Word for word, quote all of the material, omitting the pictures.

--- RECORDS PROVIDED ---

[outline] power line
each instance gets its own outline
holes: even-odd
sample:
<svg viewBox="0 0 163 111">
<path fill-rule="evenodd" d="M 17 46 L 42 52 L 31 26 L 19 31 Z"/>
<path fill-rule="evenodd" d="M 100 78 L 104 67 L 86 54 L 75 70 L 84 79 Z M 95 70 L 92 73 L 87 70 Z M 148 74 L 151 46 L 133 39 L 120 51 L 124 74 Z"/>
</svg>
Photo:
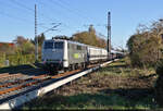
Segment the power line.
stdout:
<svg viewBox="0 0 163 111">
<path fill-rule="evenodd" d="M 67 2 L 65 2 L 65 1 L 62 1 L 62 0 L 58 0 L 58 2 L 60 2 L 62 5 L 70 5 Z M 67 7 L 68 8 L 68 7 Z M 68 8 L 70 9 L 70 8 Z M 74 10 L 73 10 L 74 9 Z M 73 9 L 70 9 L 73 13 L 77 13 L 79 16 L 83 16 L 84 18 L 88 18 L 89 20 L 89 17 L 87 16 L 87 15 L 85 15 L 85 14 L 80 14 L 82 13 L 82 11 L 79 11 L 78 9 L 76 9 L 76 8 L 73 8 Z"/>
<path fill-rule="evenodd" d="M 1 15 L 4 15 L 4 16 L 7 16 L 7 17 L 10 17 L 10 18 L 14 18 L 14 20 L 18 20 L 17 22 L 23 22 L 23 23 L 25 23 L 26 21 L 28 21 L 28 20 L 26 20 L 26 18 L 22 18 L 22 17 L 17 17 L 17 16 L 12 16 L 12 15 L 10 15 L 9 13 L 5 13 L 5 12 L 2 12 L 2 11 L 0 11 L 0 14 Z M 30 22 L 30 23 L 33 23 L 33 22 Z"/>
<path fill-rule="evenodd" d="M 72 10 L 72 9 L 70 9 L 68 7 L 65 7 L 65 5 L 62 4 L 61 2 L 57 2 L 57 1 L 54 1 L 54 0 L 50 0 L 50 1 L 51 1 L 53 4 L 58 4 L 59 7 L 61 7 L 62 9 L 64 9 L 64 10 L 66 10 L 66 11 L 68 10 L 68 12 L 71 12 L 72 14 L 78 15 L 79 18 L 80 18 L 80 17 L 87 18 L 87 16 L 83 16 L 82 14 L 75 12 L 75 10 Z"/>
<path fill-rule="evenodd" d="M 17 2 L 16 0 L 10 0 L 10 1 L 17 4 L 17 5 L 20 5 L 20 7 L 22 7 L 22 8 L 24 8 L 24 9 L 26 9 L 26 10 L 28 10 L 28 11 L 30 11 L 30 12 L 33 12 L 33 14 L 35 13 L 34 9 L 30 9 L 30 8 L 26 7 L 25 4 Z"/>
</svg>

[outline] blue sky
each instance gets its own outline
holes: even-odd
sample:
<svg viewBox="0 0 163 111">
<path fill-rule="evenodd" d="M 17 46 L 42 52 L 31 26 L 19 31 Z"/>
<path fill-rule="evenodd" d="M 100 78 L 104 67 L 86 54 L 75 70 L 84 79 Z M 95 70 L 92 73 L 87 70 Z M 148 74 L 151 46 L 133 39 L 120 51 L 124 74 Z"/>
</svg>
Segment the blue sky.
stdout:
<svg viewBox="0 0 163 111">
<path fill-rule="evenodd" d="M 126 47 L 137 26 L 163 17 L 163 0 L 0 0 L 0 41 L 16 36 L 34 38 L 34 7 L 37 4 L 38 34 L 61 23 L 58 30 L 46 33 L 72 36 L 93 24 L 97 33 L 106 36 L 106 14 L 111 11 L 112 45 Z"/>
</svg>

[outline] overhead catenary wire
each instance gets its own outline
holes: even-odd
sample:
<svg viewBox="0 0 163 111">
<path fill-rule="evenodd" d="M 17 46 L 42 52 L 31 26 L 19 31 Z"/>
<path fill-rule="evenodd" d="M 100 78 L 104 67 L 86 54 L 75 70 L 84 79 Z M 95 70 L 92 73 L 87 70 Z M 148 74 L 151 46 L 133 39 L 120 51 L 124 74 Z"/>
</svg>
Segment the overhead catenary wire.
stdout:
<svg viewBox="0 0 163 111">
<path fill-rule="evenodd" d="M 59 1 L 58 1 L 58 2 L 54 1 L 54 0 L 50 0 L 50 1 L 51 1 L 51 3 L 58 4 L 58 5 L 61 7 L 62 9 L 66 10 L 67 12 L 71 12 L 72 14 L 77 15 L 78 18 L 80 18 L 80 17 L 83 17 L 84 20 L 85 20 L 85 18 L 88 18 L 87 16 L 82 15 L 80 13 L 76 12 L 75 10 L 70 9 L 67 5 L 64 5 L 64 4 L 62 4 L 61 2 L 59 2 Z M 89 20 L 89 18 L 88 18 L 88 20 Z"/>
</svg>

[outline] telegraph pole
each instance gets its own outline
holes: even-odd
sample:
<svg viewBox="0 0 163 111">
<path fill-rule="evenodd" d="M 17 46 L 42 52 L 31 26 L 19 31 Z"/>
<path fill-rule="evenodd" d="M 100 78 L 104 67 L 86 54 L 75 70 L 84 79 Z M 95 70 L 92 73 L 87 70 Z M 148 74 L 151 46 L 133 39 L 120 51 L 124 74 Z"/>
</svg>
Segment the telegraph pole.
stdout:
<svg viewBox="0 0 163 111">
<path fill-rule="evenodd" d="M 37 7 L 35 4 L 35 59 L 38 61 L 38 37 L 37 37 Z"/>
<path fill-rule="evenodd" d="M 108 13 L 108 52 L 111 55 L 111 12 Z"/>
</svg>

---

> _RESPONSE BELOW_:
[outline] power line
each instance gets its own outline
holes: even-odd
sample:
<svg viewBox="0 0 163 111">
<path fill-rule="evenodd" d="M 17 46 L 42 52 L 31 26 L 19 31 Z"/>
<path fill-rule="evenodd" d="M 100 78 L 104 67 L 86 54 L 75 70 L 84 79 Z M 95 70 L 92 73 L 87 70 Z M 148 74 L 151 46 L 133 39 L 120 51 L 124 74 Z"/>
</svg>
Photo:
Segment the power line.
stdout:
<svg viewBox="0 0 163 111">
<path fill-rule="evenodd" d="M 67 2 L 65 2 L 65 1 L 62 1 L 62 0 L 58 0 L 58 2 L 60 2 L 62 5 L 70 5 Z M 67 7 L 68 8 L 68 7 Z M 68 8 L 70 9 L 70 8 Z M 74 10 L 73 10 L 74 9 Z M 73 9 L 70 9 L 73 13 L 77 13 L 79 16 L 83 16 L 84 18 L 88 18 L 89 20 L 89 17 L 87 16 L 87 15 L 85 15 L 85 14 L 80 14 L 82 13 L 82 11 L 79 11 L 78 9 L 76 9 L 76 8 L 73 8 Z"/>
<path fill-rule="evenodd" d="M 1 15 L 4 15 L 4 16 L 7 16 L 7 17 L 10 17 L 10 18 L 14 18 L 14 20 L 18 20 L 17 22 L 23 22 L 23 23 L 25 23 L 26 21 L 28 21 L 28 20 L 26 20 L 26 18 L 22 18 L 22 17 L 17 17 L 17 16 L 12 16 L 12 15 L 10 15 L 9 13 L 5 13 L 5 12 L 2 12 L 2 11 L 0 11 L 0 14 Z M 30 22 L 30 23 L 33 23 L 33 22 Z"/>
<path fill-rule="evenodd" d="M 72 10 L 72 9 L 70 9 L 68 7 L 65 7 L 65 5 L 62 4 L 61 2 L 57 2 L 57 1 L 54 1 L 54 0 L 50 0 L 50 1 L 51 1 L 53 4 L 58 4 L 59 7 L 61 7 L 62 9 L 64 9 L 64 10 L 66 10 L 66 11 L 68 10 L 68 12 L 71 12 L 72 14 L 78 15 L 79 18 L 80 18 L 80 17 L 87 18 L 87 16 L 83 16 L 82 14 L 75 12 L 75 10 Z"/>
<path fill-rule="evenodd" d="M 17 2 L 16 0 L 10 0 L 10 1 L 17 4 L 17 5 L 20 5 L 20 7 L 22 7 L 22 8 L 24 8 L 24 9 L 26 9 L 26 10 L 28 10 L 28 11 L 30 11 L 30 12 L 33 12 L 33 14 L 35 13 L 34 9 L 30 9 L 30 8 L 26 7 L 25 4 Z"/>
</svg>

[outline] blue sky
each instance gets its own outline
holes: even-odd
sample:
<svg viewBox="0 0 163 111">
<path fill-rule="evenodd" d="M 17 46 L 42 52 L 31 26 L 19 31 Z"/>
<path fill-rule="evenodd" d="M 100 78 L 104 67 L 86 54 L 75 70 L 84 79 Z M 95 70 L 92 73 L 87 70 Z M 148 74 L 151 46 L 133 39 L 120 51 L 124 74 Z"/>
</svg>
Segment the blue sky.
stdout:
<svg viewBox="0 0 163 111">
<path fill-rule="evenodd" d="M 126 47 L 137 26 L 163 17 L 163 0 L 0 0 L 0 41 L 16 36 L 34 38 L 34 7 L 37 4 L 38 34 L 61 23 L 58 30 L 46 33 L 72 36 L 93 24 L 97 33 L 106 36 L 106 14 L 111 11 L 112 45 Z"/>
</svg>

[outline] overhead catenary wire
each instance gets its own outline
holes: even-odd
sample:
<svg viewBox="0 0 163 111">
<path fill-rule="evenodd" d="M 17 46 L 42 52 L 31 26 L 19 31 Z"/>
<path fill-rule="evenodd" d="M 100 78 L 104 67 L 86 54 L 75 70 L 84 79 Z M 95 70 L 92 73 L 87 70 Z M 148 74 L 151 46 L 133 39 L 120 51 L 124 74 Z"/>
</svg>
Segment the overhead catenary wire.
stdout:
<svg viewBox="0 0 163 111">
<path fill-rule="evenodd" d="M 59 1 L 58 1 L 58 2 L 54 1 L 54 0 L 50 0 L 50 1 L 51 1 L 51 3 L 58 4 L 58 5 L 61 7 L 62 9 L 66 10 L 67 12 L 71 12 L 72 14 L 77 15 L 78 18 L 80 18 L 80 17 L 83 17 L 84 20 L 85 20 L 85 18 L 88 18 L 87 16 L 82 15 L 80 13 L 76 12 L 75 10 L 70 9 L 67 5 L 64 5 L 64 4 L 62 4 L 61 2 L 59 2 Z M 89 20 L 89 18 L 88 18 L 88 20 Z"/>
</svg>

[outline] telegraph pole
each instance gets its own outline
holes: even-odd
sample:
<svg viewBox="0 0 163 111">
<path fill-rule="evenodd" d="M 17 46 L 42 52 L 31 26 L 19 31 Z"/>
<path fill-rule="evenodd" d="M 100 78 L 104 67 L 86 54 L 75 70 L 84 79 Z M 95 70 L 92 73 L 87 70 Z M 148 74 L 151 46 L 133 39 L 120 51 L 124 74 Z"/>
</svg>
Segment the telegraph pole.
stdout:
<svg viewBox="0 0 163 111">
<path fill-rule="evenodd" d="M 37 7 L 35 4 L 35 59 L 38 61 L 38 37 L 37 37 Z"/>
<path fill-rule="evenodd" d="M 108 13 L 108 52 L 111 55 L 111 12 Z"/>
</svg>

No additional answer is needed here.